Problem statement> Would you please copy each line below that includes the string "every"?

Data provided>

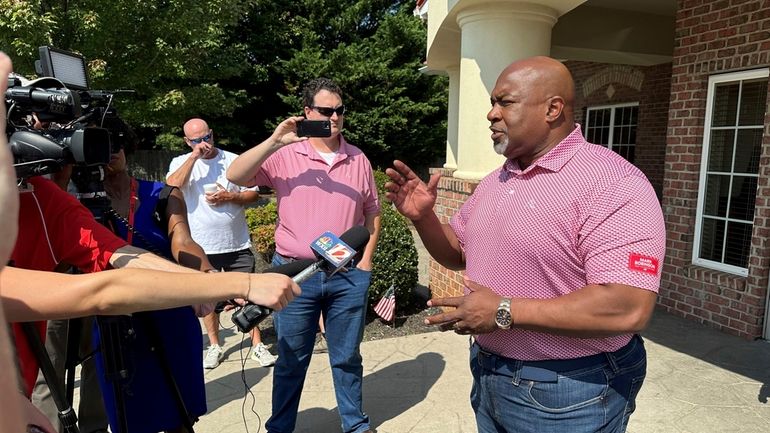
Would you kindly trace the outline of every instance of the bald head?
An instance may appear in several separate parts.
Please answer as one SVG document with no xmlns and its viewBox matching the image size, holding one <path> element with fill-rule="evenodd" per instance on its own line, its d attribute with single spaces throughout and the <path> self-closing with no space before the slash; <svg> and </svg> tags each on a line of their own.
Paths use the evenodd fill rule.
<svg viewBox="0 0 770 433">
<path fill-rule="evenodd" d="M 487 114 L 495 151 L 527 166 L 575 128 L 575 84 L 569 70 L 549 57 L 508 65 L 490 95 Z"/>
<path fill-rule="evenodd" d="M 185 122 L 184 127 L 182 128 L 182 130 L 184 131 L 185 137 L 195 138 L 195 137 L 198 137 L 198 135 L 196 135 L 198 132 L 200 132 L 200 131 L 208 131 L 209 130 L 209 125 L 208 125 L 208 123 L 206 123 L 205 120 L 195 118 L 195 119 L 190 119 L 187 122 Z"/>
<path fill-rule="evenodd" d="M 503 69 L 497 81 L 518 82 L 531 96 L 541 100 L 561 98 L 564 101 L 562 114 L 565 123 L 572 129 L 575 123 L 575 82 L 562 62 L 545 56 L 517 60 Z"/>
</svg>

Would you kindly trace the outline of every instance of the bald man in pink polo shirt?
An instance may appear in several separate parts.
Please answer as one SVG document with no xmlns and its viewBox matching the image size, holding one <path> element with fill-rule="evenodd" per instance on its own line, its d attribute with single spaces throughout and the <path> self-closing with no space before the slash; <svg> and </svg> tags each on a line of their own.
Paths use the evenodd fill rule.
<svg viewBox="0 0 770 433">
<path fill-rule="evenodd" d="M 404 163 L 386 196 L 431 255 L 465 270 L 465 296 L 428 324 L 472 335 L 480 433 L 624 432 L 646 371 L 637 334 L 655 306 L 665 227 L 642 172 L 583 138 L 574 83 L 548 57 L 500 74 L 487 114 L 505 163 L 451 219 Z"/>
<path fill-rule="evenodd" d="M 337 407 L 345 433 L 371 432 L 363 410 L 360 353 L 372 256 L 380 231 L 380 204 L 372 166 L 341 131 L 342 90 L 327 78 L 303 89 L 308 120 L 329 120 L 331 136 L 298 137 L 297 122 L 284 120 L 267 140 L 244 152 L 227 177 L 239 185 L 265 185 L 278 198 L 273 265 L 315 257 L 310 244 L 326 231 L 338 236 L 356 225 L 370 237 L 359 261 L 344 273 L 320 272 L 302 283 L 302 295 L 274 315 L 278 361 L 273 374 L 273 414 L 269 433 L 294 431 L 305 373 L 323 313 Z"/>
</svg>

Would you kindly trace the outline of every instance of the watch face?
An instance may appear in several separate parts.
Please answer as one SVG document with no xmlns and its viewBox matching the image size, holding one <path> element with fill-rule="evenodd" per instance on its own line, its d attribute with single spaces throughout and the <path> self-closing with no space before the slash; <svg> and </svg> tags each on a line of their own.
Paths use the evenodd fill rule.
<svg viewBox="0 0 770 433">
<path fill-rule="evenodd" d="M 511 326 L 511 312 L 503 309 L 497 310 L 495 322 L 501 328 L 508 328 Z"/>
</svg>

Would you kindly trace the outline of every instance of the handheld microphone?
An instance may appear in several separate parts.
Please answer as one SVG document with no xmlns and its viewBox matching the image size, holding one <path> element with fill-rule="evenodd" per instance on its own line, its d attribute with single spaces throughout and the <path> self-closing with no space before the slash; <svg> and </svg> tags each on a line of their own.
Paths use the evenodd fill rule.
<svg viewBox="0 0 770 433">
<path fill-rule="evenodd" d="M 326 232 L 310 245 L 319 258 L 297 260 L 284 265 L 266 269 L 264 272 L 279 273 L 292 276 L 297 284 L 302 284 L 316 272 L 323 270 L 328 276 L 350 263 L 353 258 L 364 250 L 369 242 L 369 230 L 364 226 L 353 226 L 337 238 Z M 232 320 L 239 331 L 251 331 L 262 320 L 272 313 L 270 308 L 248 303 L 233 314 Z"/>
</svg>

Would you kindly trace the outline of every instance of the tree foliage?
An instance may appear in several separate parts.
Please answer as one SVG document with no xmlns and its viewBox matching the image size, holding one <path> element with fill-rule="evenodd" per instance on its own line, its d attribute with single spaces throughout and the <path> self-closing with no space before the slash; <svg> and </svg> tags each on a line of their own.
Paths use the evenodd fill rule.
<svg viewBox="0 0 770 433">
<path fill-rule="evenodd" d="M 17 70 L 34 72 L 38 45 L 78 52 L 89 60 L 92 88 L 136 91 L 117 101 L 133 125 L 175 132 L 195 115 L 216 125 L 249 101 L 231 81 L 260 75 L 232 32 L 250 1 L 0 2 L 8 18 L 0 42 L 12 47 Z"/>
<path fill-rule="evenodd" d="M 120 94 L 122 118 L 166 148 L 204 117 L 241 151 L 299 114 L 299 92 L 327 76 L 349 107 L 345 136 L 375 166 L 443 154 L 447 82 L 419 72 L 425 24 L 402 0 L 0 0 L 0 49 L 34 74 L 37 47 L 89 60 L 92 88 Z"/>
<path fill-rule="evenodd" d="M 284 103 L 301 108 L 308 80 L 326 76 L 343 89 L 345 136 L 379 168 L 396 157 L 427 167 L 443 155 L 447 81 L 419 72 L 425 25 L 413 2 L 327 0 L 293 2 L 288 18 L 302 41 L 280 60 Z M 315 6 L 314 6 L 315 5 Z M 276 120 L 277 121 L 277 120 Z"/>
</svg>

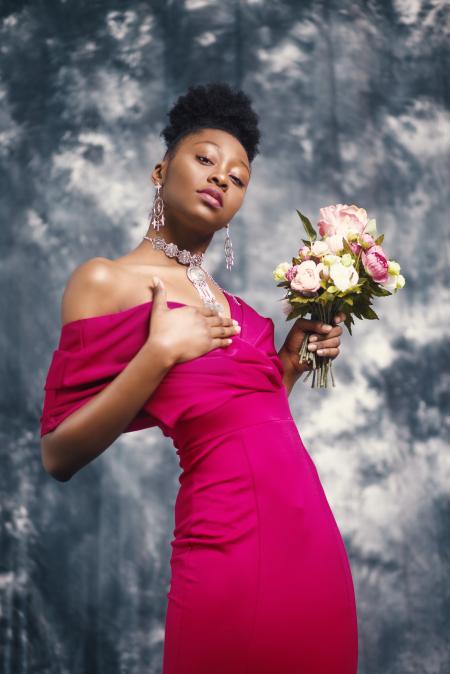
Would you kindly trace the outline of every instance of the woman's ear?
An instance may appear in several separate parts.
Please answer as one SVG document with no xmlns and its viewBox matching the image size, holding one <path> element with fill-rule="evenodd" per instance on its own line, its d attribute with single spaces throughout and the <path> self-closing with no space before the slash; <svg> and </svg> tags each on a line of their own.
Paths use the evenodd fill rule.
<svg viewBox="0 0 450 674">
<path fill-rule="evenodd" d="M 166 161 L 160 161 L 157 164 L 155 164 L 155 168 L 153 169 L 151 173 L 151 179 L 153 182 L 153 185 L 155 186 L 157 183 L 160 185 L 163 182 L 164 178 L 164 168 L 165 168 Z"/>
</svg>

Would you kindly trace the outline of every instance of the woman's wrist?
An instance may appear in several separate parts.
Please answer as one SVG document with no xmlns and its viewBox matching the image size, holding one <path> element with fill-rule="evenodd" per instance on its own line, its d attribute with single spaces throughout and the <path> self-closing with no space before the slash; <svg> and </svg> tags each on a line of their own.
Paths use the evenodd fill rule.
<svg viewBox="0 0 450 674">
<path fill-rule="evenodd" d="M 290 353 L 284 345 L 278 351 L 278 357 L 283 365 L 283 384 L 289 395 L 296 381 L 308 367 L 304 363 L 299 363 L 298 354 Z"/>
</svg>

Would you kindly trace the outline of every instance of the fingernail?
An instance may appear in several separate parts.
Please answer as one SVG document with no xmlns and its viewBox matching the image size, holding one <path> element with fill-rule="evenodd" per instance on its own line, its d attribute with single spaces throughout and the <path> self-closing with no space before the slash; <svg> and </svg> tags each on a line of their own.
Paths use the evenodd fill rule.
<svg viewBox="0 0 450 674">
<path fill-rule="evenodd" d="M 235 318 L 233 318 L 233 325 L 239 325 L 239 321 L 237 321 Z"/>
<path fill-rule="evenodd" d="M 317 342 L 317 335 L 311 335 L 311 337 L 309 338 L 309 341 L 310 342 Z"/>
<path fill-rule="evenodd" d="M 324 326 L 323 326 L 323 329 L 324 329 L 326 332 L 330 332 L 330 330 L 333 329 L 333 326 L 332 326 L 332 325 L 324 325 Z"/>
</svg>

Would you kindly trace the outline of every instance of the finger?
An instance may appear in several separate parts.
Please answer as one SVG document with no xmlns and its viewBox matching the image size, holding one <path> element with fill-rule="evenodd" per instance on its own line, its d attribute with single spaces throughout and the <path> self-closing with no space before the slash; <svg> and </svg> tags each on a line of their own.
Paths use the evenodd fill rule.
<svg viewBox="0 0 450 674">
<path fill-rule="evenodd" d="M 234 329 L 235 329 L 234 325 L 232 325 L 229 328 L 226 328 L 225 326 L 222 326 L 222 328 L 215 328 L 214 330 L 220 330 L 221 332 L 215 335 L 214 334 L 211 335 L 213 348 L 216 348 L 218 346 L 229 346 L 230 344 L 232 344 L 233 337 L 236 336 L 234 334 Z M 230 330 L 231 333 L 229 332 Z"/>
<path fill-rule="evenodd" d="M 219 312 L 217 309 L 213 309 L 211 306 L 208 306 L 207 304 L 203 304 L 200 307 L 196 307 L 197 311 L 199 311 L 203 316 L 220 316 Z"/>
<path fill-rule="evenodd" d="M 323 321 L 311 321 L 309 318 L 297 318 L 295 323 L 305 332 L 318 332 L 326 335 L 333 329 L 333 326 L 329 323 L 324 323 Z"/>
<path fill-rule="evenodd" d="M 214 313 L 213 316 L 207 316 L 207 320 L 211 327 L 217 325 L 239 325 L 239 321 L 234 318 L 228 318 L 228 316 L 223 316 L 222 314 Z"/>
<path fill-rule="evenodd" d="M 168 310 L 167 306 L 167 292 L 166 287 L 163 281 L 159 276 L 153 277 L 153 286 L 152 286 L 152 302 L 153 302 L 153 311 L 162 311 L 163 309 Z"/>
<path fill-rule="evenodd" d="M 241 331 L 240 325 L 213 325 L 211 327 L 211 335 L 213 338 L 234 337 Z"/>
<path fill-rule="evenodd" d="M 340 311 L 336 316 L 333 318 L 334 323 L 342 323 L 342 321 L 345 321 L 347 316 L 344 314 L 343 311 Z"/>
<path fill-rule="evenodd" d="M 336 358 L 339 355 L 339 348 L 332 349 L 318 349 L 316 351 L 318 356 L 327 356 L 328 358 Z"/>
<path fill-rule="evenodd" d="M 308 342 L 319 342 L 323 341 L 324 339 L 330 339 L 330 337 L 338 337 L 339 335 L 342 335 L 342 328 L 340 325 L 334 327 L 330 332 L 326 335 L 315 335 L 312 334 L 308 338 Z"/>
<path fill-rule="evenodd" d="M 341 340 L 339 337 L 334 337 L 333 339 L 326 339 L 326 340 L 321 340 L 320 343 L 314 344 L 311 342 L 308 344 L 308 351 L 315 351 L 316 353 L 319 353 L 320 350 L 323 349 L 329 349 L 329 348 L 335 348 L 337 346 L 340 346 Z M 319 355 L 321 355 L 319 353 Z"/>
<path fill-rule="evenodd" d="M 202 307 L 198 307 L 198 311 L 206 316 L 210 326 L 239 325 L 239 321 L 237 321 L 235 318 L 231 318 L 231 316 L 225 316 L 223 313 L 211 306 L 204 305 Z"/>
</svg>

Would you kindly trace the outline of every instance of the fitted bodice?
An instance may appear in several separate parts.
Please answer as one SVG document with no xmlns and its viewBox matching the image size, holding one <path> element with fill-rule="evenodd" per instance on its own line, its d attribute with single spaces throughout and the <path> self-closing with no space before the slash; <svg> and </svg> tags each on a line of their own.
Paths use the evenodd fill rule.
<svg viewBox="0 0 450 674">
<path fill-rule="evenodd" d="M 232 399 L 252 392 L 286 397 L 283 365 L 274 344 L 274 323 L 242 298 L 226 293 L 239 335 L 226 347 L 176 363 L 168 370 L 124 432 L 159 426 L 176 437 L 189 423 Z M 168 301 L 169 308 L 186 306 Z M 83 318 L 61 328 L 45 381 L 41 436 L 99 393 L 143 346 L 149 333 L 152 301 L 124 311 Z"/>
</svg>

Problem solution>
Would you kindly trace the outline of every instance of the bald head?
Would you kindly trace the outline of every instance of the bald man in pink polo shirt?
Would you kindly trace the outline of every instance of the watch face?
Would you kindly trace the outline of every instance of the handheld microphone?
Would you kindly trace the outline of every instance of the tree foliage?
Would you kindly trace the outline of every instance of the woman's ear?
Would you kindly trace the outline of every instance of the woman's wrist?
Would you kindly trace the outline of every instance of the fingernail?
Would you kindly trace the outline of every instance of the finger?
Would you kindly trace the outline of every instance of the fitted bodice?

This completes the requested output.